→ **TASK ITEM**
The answer must be the full listing, written out exactly.

_ _ _ _ _ _ _

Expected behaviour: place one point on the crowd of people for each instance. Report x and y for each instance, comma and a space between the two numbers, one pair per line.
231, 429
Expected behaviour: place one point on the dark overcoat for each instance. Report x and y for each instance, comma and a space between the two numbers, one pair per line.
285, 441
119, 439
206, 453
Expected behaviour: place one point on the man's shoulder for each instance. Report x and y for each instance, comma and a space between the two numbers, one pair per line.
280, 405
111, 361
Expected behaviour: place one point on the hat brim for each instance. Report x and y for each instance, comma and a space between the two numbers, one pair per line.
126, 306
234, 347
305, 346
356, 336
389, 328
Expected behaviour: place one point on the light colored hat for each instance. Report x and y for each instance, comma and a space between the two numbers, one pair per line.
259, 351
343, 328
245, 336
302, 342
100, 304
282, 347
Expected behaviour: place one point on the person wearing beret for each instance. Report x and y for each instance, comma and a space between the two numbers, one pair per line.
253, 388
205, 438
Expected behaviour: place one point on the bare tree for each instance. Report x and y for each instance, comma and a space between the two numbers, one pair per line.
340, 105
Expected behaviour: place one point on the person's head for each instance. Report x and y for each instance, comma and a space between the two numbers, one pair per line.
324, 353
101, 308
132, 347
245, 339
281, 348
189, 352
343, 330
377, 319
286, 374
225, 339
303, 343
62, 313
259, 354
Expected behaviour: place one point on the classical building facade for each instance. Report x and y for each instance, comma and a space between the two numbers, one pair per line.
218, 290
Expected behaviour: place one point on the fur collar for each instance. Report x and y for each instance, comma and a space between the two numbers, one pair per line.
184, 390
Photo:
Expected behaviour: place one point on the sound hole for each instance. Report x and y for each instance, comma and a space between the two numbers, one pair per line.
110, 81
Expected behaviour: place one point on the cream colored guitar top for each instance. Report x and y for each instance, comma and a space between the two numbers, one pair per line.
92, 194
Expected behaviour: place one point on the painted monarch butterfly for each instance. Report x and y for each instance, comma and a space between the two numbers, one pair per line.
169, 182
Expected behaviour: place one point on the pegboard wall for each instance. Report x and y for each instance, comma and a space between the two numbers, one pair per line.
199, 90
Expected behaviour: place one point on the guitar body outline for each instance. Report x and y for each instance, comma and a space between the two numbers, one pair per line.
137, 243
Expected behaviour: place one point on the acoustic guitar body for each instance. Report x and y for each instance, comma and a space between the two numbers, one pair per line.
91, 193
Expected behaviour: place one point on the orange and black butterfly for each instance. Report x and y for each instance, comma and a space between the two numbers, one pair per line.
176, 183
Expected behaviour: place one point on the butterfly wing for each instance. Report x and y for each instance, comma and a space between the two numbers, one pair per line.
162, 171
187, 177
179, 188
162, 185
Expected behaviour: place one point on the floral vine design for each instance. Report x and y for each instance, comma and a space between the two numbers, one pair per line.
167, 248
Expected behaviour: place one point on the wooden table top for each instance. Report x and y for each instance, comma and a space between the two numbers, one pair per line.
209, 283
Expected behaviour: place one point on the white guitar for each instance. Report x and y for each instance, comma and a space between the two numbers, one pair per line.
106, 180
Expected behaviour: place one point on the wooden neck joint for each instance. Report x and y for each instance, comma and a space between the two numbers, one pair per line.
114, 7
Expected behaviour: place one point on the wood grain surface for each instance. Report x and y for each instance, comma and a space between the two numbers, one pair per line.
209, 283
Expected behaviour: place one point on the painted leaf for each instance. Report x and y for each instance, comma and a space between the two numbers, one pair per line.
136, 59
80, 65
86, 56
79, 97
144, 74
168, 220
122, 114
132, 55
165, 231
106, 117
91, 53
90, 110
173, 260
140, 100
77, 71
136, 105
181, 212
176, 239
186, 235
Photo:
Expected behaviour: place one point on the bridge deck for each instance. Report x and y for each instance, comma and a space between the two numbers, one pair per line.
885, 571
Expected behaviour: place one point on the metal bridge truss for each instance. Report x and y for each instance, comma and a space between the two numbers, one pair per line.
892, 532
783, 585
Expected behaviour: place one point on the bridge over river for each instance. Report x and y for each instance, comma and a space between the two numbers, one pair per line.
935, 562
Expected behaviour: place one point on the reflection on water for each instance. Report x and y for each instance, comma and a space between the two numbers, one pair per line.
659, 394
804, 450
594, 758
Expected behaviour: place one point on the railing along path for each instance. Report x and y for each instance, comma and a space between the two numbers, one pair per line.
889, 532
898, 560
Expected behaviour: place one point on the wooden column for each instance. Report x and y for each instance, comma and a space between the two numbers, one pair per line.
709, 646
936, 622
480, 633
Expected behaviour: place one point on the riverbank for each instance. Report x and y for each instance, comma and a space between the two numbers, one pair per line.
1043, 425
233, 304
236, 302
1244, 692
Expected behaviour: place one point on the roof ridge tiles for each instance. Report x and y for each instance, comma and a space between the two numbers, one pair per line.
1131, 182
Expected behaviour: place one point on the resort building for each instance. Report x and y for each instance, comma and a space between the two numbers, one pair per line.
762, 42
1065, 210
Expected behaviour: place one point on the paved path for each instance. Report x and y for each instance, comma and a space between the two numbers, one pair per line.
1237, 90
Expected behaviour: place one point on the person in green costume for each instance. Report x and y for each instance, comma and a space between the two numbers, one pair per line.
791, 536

_ _ _ _ _ _ _

→ **EXERCISE RESPONSE**
Expected behaviour: place one point on the crowd of people for each instance. Report x and y for each instance, comma and a space between the two numbers, one pair per line.
231, 429
Expected behaviour: place one point on the dark overcoat for each instance. Report x and y for each instance, comma and a space between the two numbers, one pair per line.
285, 441
119, 439
206, 453
Expected behaviour: place one point on the man's shoulder for each instance. Report x and y for each instance, comma and a space between the two numbers, one pair per line.
280, 405
111, 361
Expected behaviour: place one point on the hat brim for each instance. Report x and y for each instance, comma and a space between the two numbers, one pair per line.
126, 306
234, 347
305, 346
356, 336
389, 328
Expected behaviour: place one point on the light colored hat for each instance. Report x and y for each instance, comma and a space between the two numbers, one pair per line.
259, 351
343, 328
245, 336
302, 342
100, 304
282, 347
Expected behaviour: place one point on the person wearing beret for each instance. Report x and y for each instance, comma and a space between the two numbers, one pair per line.
253, 388
205, 438
Expected behaviour: place one point on the bare tree for each instance. Report x and y for each instance, comma and a space between the two numbers, one pair per line.
340, 105
Expected behaviour: place one point on the person's head for each instance. Report x and y for each instance, comma and a space between the two numbers, one pair per line.
324, 353
101, 308
132, 347
245, 339
281, 348
189, 352
343, 330
377, 319
286, 374
225, 339
303, 343
62, 313
259, 354
Expected behaviour: place one point on the classical building facade for each instance. Report x and y for each instance, comma and a space between the two numbers, one pair per line.
218, 290
Expected behaviour: place one point on the fur collar for each instance. Report x and y for each instance, comma and a space between the two numbers, one pair per line.
184, 390
Photo:
Expected behaviour: place one point on the sound hole for each instance. Report x and y for each instance, comma and a space between the two numbers, one pair per line.
110, 81
Expected behaviour: place one point on the cream colored guitar top for each instance. Report x and y for each instance, comma and a space between the two numbers, one pair per line.
92, 194
Expected behaviour: place one point on the painted monarch butterfly for each instance. Report x and y for each instance, comma and a space between the two numbers, one pair per line.
169, 182
Expected behaviour: place one point on the pegboard wall for each instance. Report x and y for each instance, comma and a space between the two numbers, one pair per line.
199, 90
Expected behaviour: place one point on the guitar body outline for each instance. Report x and y for each instance, comma and a space between the two numbers, one pair per line.
137, 243
Expected behaviour: place one point on the acoustic guitar body for each instance. Report x and y for each instance, comma and a space between the two numbers, one pair per line.
91, 193
Expected behaviour: place one point on the orange and black butterfly for each instance. Report x and y for each instance, comma and a space between the two numbers, one pair per line.
176, 183
Expected behaviour: place one point on the butterfly wing for each instance. Report x and y for each instance, comma and a space between the two numbers, one pair per line.
162, 171
187, 177
179, 188
162, 185
Expected behaviour: place one point on the floral vine design for each instance. Report x and y for each instance, comma and a space between the two numbers, one pair per line.
167, 248
Expected behaviour: place one point on the wooden table top for each instance. Report x and y for each instance, comma and a space between the two numbers, one pair per line.
209, 283
Expected behaviour: place one point on the white guitar for each instance. Report x and y for each instance, comma and a space between the two numbers, one pair per line.
106, 180
Expected behaviour: place one point on the wooden neck joint for each instance. Report x and y for each instance, comma and a space between the two numbers, one pair per line.
114, 7
Expected behaviour: place one point on the wood grain surface for each instance. Report x and y for each instance, comma and a space between the two numbers, one pair per line.
209, 283
Expected behaviour: place one point on the painted leaf for each instance. Report x and y for each instance, comma and a space between the two numbers, one pair per line.
136, 59
80, 65
86, 56
79, 97
144, 74
168, 220
122, 114
132, 55
165, 231
106, 117
91, 53
90, 110
173, 260
140, 100
77, 71
136, 105
181, 212
176, 239
186, 235
Photo:
Expected behaviour: place one point on the bridge deck for each instance. Report x and y for each instance, comma and a space between the two numbers, one pair per line.
885, 571
Expected behaviour: place one point on the metal bridge truss for each instance. Report x and y for each instance, comma and a space between the two numbers, one pair per line.
892, 532
783, 585
Expected behaviour: place one point on the bridge over river for each instance. Report x and y for each instance, comma and a space between the two numbers, one pair per line.
935, 562
Expected behaviour: place one point on the reflection on water for each instance. Report x and y for each instance, comma and a space between the two numbers, one pair per line.
659, 394
804, 450
594, 758
Expected behaviour: place one point on the railing along path for each instance. Report x and y for each instance, comma and a space between the two numbers, one pair per line.
889, 532
898, 560
Expected behaviour: place one point on the wooden column for each instance. Report x and y for each instance, comma and a space between the two numbers, one pair per line.
709, 646
936, 622
480, 633
Expected behaviour: place one point on the riverbank for each instance. Report x and y for each instance, comma and a space between the two numbers, one pair per line.
1043, 425
233, 304
236, 302
1244, 692
Expected behaviour: place one point on the roof ridge tiles for each instance. Report x and y for each instance, comma and a space between the two numbers, one pair per line.
1131, 182
Expected behaviour: place one point on the resort building for each instance. Report x and y for each instance, comma and a space between the two numbers, one pair per line.
762, 42
1065, 210
Expected behaviour: place one point on the paved path for each instance. Report x and y for each instance, comma and a space between the two numbers, one pair per line.
1237, 90
Expected behaviour: place one point on the person in green costume for each instance. Report x and y for each instance, comma and a space between the two numbers, one pair per line.
791, 536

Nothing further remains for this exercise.